• **Provided records**

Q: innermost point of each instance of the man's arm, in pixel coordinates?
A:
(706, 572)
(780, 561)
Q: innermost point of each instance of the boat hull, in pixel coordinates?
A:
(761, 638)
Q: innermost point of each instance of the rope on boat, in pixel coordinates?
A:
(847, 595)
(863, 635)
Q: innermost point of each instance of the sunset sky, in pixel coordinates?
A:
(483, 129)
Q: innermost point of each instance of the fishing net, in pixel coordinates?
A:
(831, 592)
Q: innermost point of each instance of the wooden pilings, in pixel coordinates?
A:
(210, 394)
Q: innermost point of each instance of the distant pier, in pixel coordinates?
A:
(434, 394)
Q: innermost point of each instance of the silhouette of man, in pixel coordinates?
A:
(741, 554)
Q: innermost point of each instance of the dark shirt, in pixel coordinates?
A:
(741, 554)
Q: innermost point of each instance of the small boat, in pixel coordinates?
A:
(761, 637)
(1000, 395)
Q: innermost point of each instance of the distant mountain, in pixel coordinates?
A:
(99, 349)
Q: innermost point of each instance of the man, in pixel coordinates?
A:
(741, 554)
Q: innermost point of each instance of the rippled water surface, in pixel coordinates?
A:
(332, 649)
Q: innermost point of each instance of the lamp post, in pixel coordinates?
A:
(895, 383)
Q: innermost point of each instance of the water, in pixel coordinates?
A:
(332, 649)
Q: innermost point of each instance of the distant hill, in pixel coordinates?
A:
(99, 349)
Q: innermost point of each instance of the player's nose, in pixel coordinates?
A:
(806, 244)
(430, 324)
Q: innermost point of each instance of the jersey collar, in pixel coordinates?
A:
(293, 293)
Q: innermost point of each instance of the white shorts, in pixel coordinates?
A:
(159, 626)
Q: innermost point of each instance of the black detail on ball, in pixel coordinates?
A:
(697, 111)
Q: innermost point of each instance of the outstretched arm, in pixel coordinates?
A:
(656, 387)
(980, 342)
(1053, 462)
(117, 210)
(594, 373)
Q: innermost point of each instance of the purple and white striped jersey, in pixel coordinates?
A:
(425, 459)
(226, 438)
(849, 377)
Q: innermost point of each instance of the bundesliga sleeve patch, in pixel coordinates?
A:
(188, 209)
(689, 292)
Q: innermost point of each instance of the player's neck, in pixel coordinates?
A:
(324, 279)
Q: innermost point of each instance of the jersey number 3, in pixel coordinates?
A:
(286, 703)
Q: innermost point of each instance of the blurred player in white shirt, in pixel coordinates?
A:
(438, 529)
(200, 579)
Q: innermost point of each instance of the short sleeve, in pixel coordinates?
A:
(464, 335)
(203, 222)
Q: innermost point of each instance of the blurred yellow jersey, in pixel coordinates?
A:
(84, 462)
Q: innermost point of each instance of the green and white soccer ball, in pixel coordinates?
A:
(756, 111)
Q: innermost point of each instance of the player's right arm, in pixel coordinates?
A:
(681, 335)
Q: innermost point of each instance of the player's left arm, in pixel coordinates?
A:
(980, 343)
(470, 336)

• **Written request**
Copy the records from the line holding "Q: innermost point of each instance of the player's right" through the last line of the records, inclusive, keeping the requests, and shift every pixel coordinate in the answers by -85.

• **Final answer**
Q: innermost point of each instance of the player's right arm, in pixel coordinates?
A:
(596, 250)
Q: innermost point of each instance of the player's left arm, in pixel coordinates?
A:
(895, 258)
(385, 251)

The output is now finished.